§ **WORK TO BE COMPLETED**
The response has to be every entry, printed word for word.

Stored data entries:
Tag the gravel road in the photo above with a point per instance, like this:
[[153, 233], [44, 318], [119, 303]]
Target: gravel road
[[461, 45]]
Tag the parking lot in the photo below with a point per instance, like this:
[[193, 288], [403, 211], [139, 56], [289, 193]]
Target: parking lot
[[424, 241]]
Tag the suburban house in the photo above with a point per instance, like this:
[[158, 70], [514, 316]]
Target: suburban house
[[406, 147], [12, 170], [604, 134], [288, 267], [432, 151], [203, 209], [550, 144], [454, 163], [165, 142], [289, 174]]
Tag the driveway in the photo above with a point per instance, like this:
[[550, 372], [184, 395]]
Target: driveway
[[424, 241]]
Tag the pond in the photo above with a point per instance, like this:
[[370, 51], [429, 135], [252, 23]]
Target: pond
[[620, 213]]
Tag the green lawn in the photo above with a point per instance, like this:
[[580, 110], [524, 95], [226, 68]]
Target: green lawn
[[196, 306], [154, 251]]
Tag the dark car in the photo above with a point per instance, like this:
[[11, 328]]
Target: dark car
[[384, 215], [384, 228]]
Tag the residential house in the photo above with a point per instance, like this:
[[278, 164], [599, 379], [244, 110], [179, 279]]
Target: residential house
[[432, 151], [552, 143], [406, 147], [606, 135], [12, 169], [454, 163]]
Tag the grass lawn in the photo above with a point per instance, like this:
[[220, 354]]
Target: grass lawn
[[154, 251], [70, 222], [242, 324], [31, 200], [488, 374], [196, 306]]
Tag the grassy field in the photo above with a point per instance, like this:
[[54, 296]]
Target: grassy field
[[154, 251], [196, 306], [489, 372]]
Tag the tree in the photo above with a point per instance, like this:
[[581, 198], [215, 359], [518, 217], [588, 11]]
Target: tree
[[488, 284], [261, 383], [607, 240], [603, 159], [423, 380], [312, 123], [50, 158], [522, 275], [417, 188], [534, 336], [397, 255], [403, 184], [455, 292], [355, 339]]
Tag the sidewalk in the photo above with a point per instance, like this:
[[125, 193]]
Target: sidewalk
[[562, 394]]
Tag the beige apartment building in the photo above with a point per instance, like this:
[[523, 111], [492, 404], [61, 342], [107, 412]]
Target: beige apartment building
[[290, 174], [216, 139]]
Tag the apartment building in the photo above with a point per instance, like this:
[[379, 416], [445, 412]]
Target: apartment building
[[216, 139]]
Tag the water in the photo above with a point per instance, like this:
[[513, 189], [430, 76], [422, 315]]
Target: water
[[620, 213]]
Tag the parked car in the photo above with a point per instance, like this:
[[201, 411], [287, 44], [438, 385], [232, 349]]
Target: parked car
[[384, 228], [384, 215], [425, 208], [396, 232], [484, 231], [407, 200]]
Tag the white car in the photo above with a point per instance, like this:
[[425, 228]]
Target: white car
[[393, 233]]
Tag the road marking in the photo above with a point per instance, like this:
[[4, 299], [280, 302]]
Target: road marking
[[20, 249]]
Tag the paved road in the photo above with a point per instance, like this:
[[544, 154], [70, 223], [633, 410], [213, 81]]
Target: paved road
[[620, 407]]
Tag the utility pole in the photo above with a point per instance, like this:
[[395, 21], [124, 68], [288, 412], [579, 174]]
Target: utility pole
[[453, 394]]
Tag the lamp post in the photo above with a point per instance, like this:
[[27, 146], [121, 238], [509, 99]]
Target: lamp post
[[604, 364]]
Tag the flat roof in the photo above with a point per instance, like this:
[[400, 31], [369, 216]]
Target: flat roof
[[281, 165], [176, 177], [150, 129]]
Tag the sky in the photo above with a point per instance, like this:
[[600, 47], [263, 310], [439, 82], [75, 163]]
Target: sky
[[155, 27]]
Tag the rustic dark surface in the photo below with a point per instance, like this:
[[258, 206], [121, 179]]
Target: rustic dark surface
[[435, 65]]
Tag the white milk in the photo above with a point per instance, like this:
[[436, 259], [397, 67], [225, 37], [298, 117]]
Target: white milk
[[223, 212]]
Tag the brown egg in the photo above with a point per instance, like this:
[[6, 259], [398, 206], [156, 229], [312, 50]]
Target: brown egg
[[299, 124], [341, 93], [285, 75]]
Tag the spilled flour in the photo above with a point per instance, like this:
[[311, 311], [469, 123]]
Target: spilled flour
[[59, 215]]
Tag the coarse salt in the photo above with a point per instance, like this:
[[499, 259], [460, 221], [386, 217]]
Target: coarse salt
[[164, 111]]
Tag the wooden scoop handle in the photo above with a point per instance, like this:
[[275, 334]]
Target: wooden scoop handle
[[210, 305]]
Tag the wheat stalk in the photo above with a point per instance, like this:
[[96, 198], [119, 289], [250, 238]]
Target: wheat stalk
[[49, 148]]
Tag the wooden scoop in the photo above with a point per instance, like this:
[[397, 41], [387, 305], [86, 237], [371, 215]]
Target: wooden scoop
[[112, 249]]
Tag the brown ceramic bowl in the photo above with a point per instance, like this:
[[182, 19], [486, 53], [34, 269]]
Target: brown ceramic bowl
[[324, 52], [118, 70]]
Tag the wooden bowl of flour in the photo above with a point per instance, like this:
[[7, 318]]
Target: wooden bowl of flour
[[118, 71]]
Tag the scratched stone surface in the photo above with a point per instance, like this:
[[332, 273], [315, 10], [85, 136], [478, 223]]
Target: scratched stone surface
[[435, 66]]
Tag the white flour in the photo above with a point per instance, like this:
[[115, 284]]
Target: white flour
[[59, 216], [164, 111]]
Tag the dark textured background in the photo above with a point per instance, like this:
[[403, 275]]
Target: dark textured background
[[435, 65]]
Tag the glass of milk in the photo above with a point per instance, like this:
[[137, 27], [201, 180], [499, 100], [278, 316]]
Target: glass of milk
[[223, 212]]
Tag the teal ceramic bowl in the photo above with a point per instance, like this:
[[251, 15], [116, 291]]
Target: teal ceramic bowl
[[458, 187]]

§ **TASK ANSWER**
Tag the gravel road in the photo above with a point per instance, like this:
[[153, 233], [44, 318], [119, 303]]
Target: gravel road
[[461, 45]]
Tag the parking lot in the photo below with a point per instance, like this:
[[193, 288], [403, 211], [139, 56], [289, 193]]
Target: parking lot
[[424, 241]]
Tag the suburban house in the photo above with a point per instance, like this:
[[158, 70], [514, 316]]
Target: suburban house
[[406, 147], [12, 170], [604, 134], [288, 267], [432, 151], [203, 209], [550, 144], [454, 163], [165, 142], [289, 174]]
Tag the driveway in the photo above with a point per instance, like this:
[[550, 372], [184, 395]]
Target: driveway
[[424, 241]]
Tag the pond in the photo above with a point per instance, like this:
[[370, 51], [429, 135], [252, 23]]
Target: pond
[[620, 213]]
Tag the green lawn in the photo above with a point per instance, like this:
[[580, 110], [524, 95], [226, 68]]
Target: green lawn
[[196, 306], [154, 251]]
Tag the dark car in the photo above with a point per instance, like this:
[[11, 328]]
Target: dark car
[[384, 215], [384, 228]]
Tag the residential house in the photo above with a point per instance, like this:
[[278, 164], [599, 379], [244, 110], [179, 279]]
Target: residential house
[[432, 151], [552, 143], [406, 147], [606, 135], [12, 169], [454, 163]]
Tag the grass lawn in the photo above with a point per instance, like this:
[[220, 354]]
Target: grass lawn
[[154, 251], [70, 222], [242, 324], [31, 200], [488, 374], [196, 306]]
Tag the grassy field in the photo above with a point per instance, like this:
[[54, 296]]
Target: grassy field
[[154, 251], [196, 306], [489, 372]]
Tag the tree in the photo above with a point per instance, like this:
[[581, 198], [215, 359], [518, 217], [588, 11]]
Target: tree
[[488, 284], [261, 383], [607, 240], [603, 159], [423, 380], [312, 123], [50, 158], [522, 275], [417, 188], [534, 336], [397, 255], [403, 184], [455, 292], [355, 339]]
Tag the sidewalk in the photo above with a point per instance, like this:
[[125, 193]]
Target: sidewalk
[[562, 394]]
Tag the beige apartment building in the photo above with a point per instance, like this:
[[523, 111], [492, 404], [61, 342], [107, 412]]
Target: beige apartment building
[[290, 174], [216, 139]]
Tag the apartment building in the photo above with a point per instance, like this:
[[379, 416], [445, 412]]
Target: apartment building
[[216, 139]]
Tag the water in the photo above with a point per instance, like this:
[[513, 189], [430, 76], [422, 315]]
Target: water
[[620, 213]]
Tag the parked car in the photo above with a point per instance, like this:
[[201, 411], [287, 44], [438, 385], [232, 349]]
Target: parked car
[[384, 228], [384, 215], [425, 208], [396, 232], [484, 231], [407, 200]]
Tag the white car in the photo above with a point per instance, like this:
[[425, 228]]
Target: white car
[[393, 233]]
Tag the road marking in the photo above with a point per instance, like this:
[[4, 299], [280, 302]]
Target: road marking
[[20, 249]]
Tag the paved road in the photo above with a point per instance, like this:
[[544, 154], [70, 223], [633, 410], [213, 81]]
Target: paved road
[[620, 407]]
Tag the utility pole in the photo above with a point per instance, like this:
[[395, 21], [124, 68], [288, 412], [579, 174]]
Target: utility pole
[[453, 394]]
Tag the lamp post in the photo above with a point per instance, like this:
[[27, 146], [121, 238], [509, 99]]
Target: lamp post
[[604, 364]]
Tag the flat roof in the photo above with a point per instance, like this:
[[400, 31], [369, 216]]
Target: flat roof
[[281, 165], [176, 177], [150, 129]]
Tag the sky in the photo above with a point per instance, like this:
[[600, 47], [263, 310], [439, 82], [75, 163]]
Target: sky
[[155, 27]]
Tag the rustic dark surface in the photo below with a point per instance, like this:
[[258, 206], [121, 179]]
Target: rustic dark surface
[[435, 65]]
Tag the white milk in the photo above with a point per instance, like this:
[[436, 259], [397, 67], [225, 37], [298, 117]]
Target: white milk
[[223, 212]]
Tag the brown egg in the photo above with a point per instance, like this:
[[6, 259], [398, 206], [156, 229], [312, 50]]
Target: brown egg
[[299, 124], [341, 93], [285, 75]]
Tag the spilled flour in the photo above with a point per instance, like this:
[[311, 311], [469, 123]]
Target: spilled flour
[[59, 215]]
Tag the coarse salt in the photo above with a point per instance, like this:
[[499, 259], [460, 221], [386, 217]]
Target: coarse salt
[[164, 111]]
Tag the wooden scoop handle in the photo above with a point per instance, like this:
[[275, 334]]
Target: wooden scoop handle
[[210, 305]]
Tag the wheat stalk in the photo above with a point per instance, like this:
[[96, 198], [119, 289], [250, 238]]
Target: wheat stalk
[[49, 148]]
Tag the wooden scoop in the photo above with a point per instance, like this:
[[397, 41], [387, 305], [86, 237], [371, 215]]
Target: wooden scoop
[[112, 249]]
Tag the brown ceramic bowl in the photo above with a point per instance, like this:
[[182, 19], [486, 53], [34, 269]]
Target: brown ceramic bowl
[[324, 52], [118, 70]]
Tag the wooden bowl of flour in the photo above with a point per instance, like this:
[[7, 318]]
Target: wooden bowl of flour
[[118, 71]]
Tag the scratched stone surface in the photo above with a point per instance, like this:
[[332, 273], [315, 10], [85, 136], [478, 223]]
Target: scratched stone surface
[[435, 66]]
Tag the white flour in the photo above with a point per instance, like this:
[[115, 284]]
Target: white flour
[[59, 216], [164, 111]]
Tag the dark textured background in the photo above with a point per instance, like this:
[[403, 275]]
Target: dark textured background
[[435, 65]]
Tag the glass of milk in the photo above with a point per instance, like this:
[[137, 27], [201, 180], [499, 100], [278, 316]]
Target: glass of milk
[[223, 212]]
Tag the teal ceramic bowl in the photo above with a point per instance, like this:
[[251, 15], [116, 291]]
Target: teal ceramic bowl
[[458, 187]]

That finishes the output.